Update the material below so that every occurrence of "drop one pin per instance" reads "place a single pin on each instance" instead, and leave all other text unchanged.

________________________

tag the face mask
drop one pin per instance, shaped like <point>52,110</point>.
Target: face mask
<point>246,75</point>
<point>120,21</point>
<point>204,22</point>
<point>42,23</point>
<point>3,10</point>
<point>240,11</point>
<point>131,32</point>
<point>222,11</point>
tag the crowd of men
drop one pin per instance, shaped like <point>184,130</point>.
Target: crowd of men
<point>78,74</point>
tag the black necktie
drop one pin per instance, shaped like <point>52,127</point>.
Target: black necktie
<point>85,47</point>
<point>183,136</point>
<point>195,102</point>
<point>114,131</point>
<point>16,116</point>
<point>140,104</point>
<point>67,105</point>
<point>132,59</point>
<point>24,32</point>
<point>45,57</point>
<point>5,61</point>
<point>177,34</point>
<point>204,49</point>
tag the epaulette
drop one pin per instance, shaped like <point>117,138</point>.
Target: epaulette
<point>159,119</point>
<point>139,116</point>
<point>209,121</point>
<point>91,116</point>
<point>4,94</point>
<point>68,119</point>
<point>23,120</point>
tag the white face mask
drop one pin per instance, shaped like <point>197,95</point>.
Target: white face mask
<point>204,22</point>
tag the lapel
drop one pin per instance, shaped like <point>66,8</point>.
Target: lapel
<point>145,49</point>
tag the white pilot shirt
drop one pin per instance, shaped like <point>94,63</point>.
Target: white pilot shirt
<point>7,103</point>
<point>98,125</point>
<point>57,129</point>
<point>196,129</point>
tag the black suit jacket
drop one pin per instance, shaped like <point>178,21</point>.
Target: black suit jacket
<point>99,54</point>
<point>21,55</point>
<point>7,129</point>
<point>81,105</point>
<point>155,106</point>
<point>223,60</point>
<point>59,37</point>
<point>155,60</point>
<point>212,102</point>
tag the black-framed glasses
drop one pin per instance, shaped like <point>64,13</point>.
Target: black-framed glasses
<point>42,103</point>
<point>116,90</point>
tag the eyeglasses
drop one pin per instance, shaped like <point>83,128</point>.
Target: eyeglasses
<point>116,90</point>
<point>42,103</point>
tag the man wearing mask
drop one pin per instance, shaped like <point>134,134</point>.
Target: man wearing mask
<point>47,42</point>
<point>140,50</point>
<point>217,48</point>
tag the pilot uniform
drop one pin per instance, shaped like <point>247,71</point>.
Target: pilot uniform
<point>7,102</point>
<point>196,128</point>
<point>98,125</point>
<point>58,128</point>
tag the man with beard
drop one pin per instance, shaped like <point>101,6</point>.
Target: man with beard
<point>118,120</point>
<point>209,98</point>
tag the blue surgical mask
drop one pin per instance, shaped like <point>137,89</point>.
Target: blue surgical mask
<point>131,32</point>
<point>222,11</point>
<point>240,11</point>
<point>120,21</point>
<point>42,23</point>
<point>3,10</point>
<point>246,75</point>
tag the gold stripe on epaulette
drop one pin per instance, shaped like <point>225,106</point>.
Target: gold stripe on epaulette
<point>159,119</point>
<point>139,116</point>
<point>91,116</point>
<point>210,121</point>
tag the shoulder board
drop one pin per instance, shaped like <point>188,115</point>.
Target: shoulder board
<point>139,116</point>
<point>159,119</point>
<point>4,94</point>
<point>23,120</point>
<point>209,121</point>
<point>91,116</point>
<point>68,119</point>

________________________

Task output:
tag the face mask
place a single pin on each instance, shaped like <point>52,110</point>.
Target: face mask
<point>246,75</point>
<point>120,21</point>
<point>204,22</point>
<point>42,23</point>
<point>3,10</point>
<point>240,11</point>
<point>131,32</point>
<point>222,11</point>
tag the crowd of men
place a single pin on each instance, shaped like <point>184,130</point>.
Target: crowd of men
<point>78,74</point>
tag the black necktie
place a single pin on each instance, shaped like <point>52,127</point>.
Target: black necktie
<point>85,47</point>
<point>183,136</point>
<point>195,102</point>
<point>114,131</point>
<point>16,116</point>
<point>140,104</point>
<point>67,105</point>
<point>132,59</point>
<point>24,32</point>
<point>45,57</point>
<point>5,61</point>
<point>177,34</point>
<point>204,49</point>
tag the epaulette
place a single pin on each instance, shaped like <point>117,138</point>.
Target: epaulette
<point>159,119</point>
<point>139,116</point>
<point>209,121</point>
<point>91,116</point>
<point>4,94</point>
<point>68,119</point>
<point>23,120</point>
tag the white face mask
place a single pin on each instance, shaped like <point>197,95</point>.
Target: white face mask
<point>204,22</point>
tag the lapel
place a single pin on each instance, shaped like <point>66,8</point>.
Target: lapel
<point>145,49</point>
tag the white pilot shirt
place a single pin on each instance, shaped like <point>94,63</point>.
Target: white pilot shirt
<point>7,103</point>
<point>98,125</point>
<point>57,129</point>
<point>196,129</point>
tag the black suit jacket
place a single pin on each instance, shaped like <point>178,21</point>.
Target: black suit jacket
<point>99,54</point>
<point>21,55</point>
<point>7,129</point>
<point>81,105</point>
<point>155,106</point>
<point>223,60</point>
<point>59,37</point>
<point>155,60</point>
<point>212,102</point>
tag the black-framed glasses
place a single pin on each instance, shaped like <point>64,13</point>.
Target: black-framed glasses
<point>42,103</point>
<point>116,90</point>
tag the eyeglasses
place a single pin on each instance, shaped like <point>83,128</point>.
Target: eyeglasses
<point>116,90</point>
<point>42,103</point>
tag the man wearing mask
place a single pin on each instance, shaped like <point>134,134</point>.
Target: man wearing mask
<point>47,42</point>
<point>140,50</point>
<point>217,48</point>
tag the pilot uniform
place a single pin on each instance, shaped like <point>247,71</point>.
Target: pilot uniform
<point>7,102</point>
<point>196,128</point>
<point>98,125</point>
<point>58,128</point>
tag the man with beard
place a single pin on each instance, shaped like <point>101,6</point>.
Target: man with beard
<point>118,120</point>
<point>209,98</point>
tag the blue surgical mask
place a single pin on each instance, shaped like <point>137,89</point>.
Target: blue surgical mask
<point>131,32</point>
<point>222,11</point>
<point>240,11</point>
<point>120,21</point>
<point>42,23</point>
<point>3,10</point>
<point>246,75</point>
tag the gold stripe on epaulette
place a single pin on each instance, shaped like <point>225,106</point>.
Target: gold stripe on epaulette
<point>159,119</point>
<point>139,116</point>
<point>91,116</point>
<point>210,121</point>
tag the shoulder board
place a single pin on each instance, shaped like <point>188,115</point>.
Target: shoulder board
<point>139,116</point>
<point>159,119</point>
<point>4,94</point>
<point>23,120</point>
<point>209,121</point>
<point>91,116</point>
<point>68,119</point>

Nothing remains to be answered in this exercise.